**Enunciado:** En el texto sobre la negociación entre oposición y gobierno, explique en una a tres oraciones por qué el acuerdo planteado no apunta a eliminar todas las restricciones.

**Texto fuente:**
Supongamos una
negociación para transar intereses contrapuestos entre oposición y gobierno.
Los de la oposición deben recorrer una vía con numerosos semáforos que pueden
programarse manualmente o en conjunto desde una computadora central.
Ambas programaciones
están controladas autoritariamente por el otro negociador. Pero se ha planteado
un acuerdo, cada uno con su particular interés, para mejorar algunas
condiciones de circulación. No para eliminar todas las restricciones porque el
controlador no cederá su poder. El acuerdo, es medio útil para cada parte, pero
tendencialmente se mueve a favor, de modo lento e imperfecto, a abrir una luz
que no existe en Cuba o en Corea del norte.
La obligación de los
demócratas es confluir para que los semáforos se programen según derechos y
deberes iguales para todos, eliminar privilegios y asegurar garantías de libre
tránsito. Se puede seguir con el error, con el que estamos tropezando desde el
2002, de fracasar en intentos de asaltar por violencia la central de los
semáforos. O meterse en la vía del sistema, pasar cada semáforo y programarlo
manualmente. La experiencia mundial arroja evidencias de éxito mucho más
exitosas hacia quienes han luchado desde adentro del régimen para alterar sus
reglas. Sobre todo si existe en él una franja pro reformas.

**Material proporcionado:**
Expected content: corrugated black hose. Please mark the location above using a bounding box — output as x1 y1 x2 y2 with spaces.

**Respuesta:** El acuerdo no apunta a eliminar todas las restricciones porque el controlador de los semáforos, que es el otro negociador, no cederá su poder. Por eso solo se plantea mejorar algunas condiciones de circulación.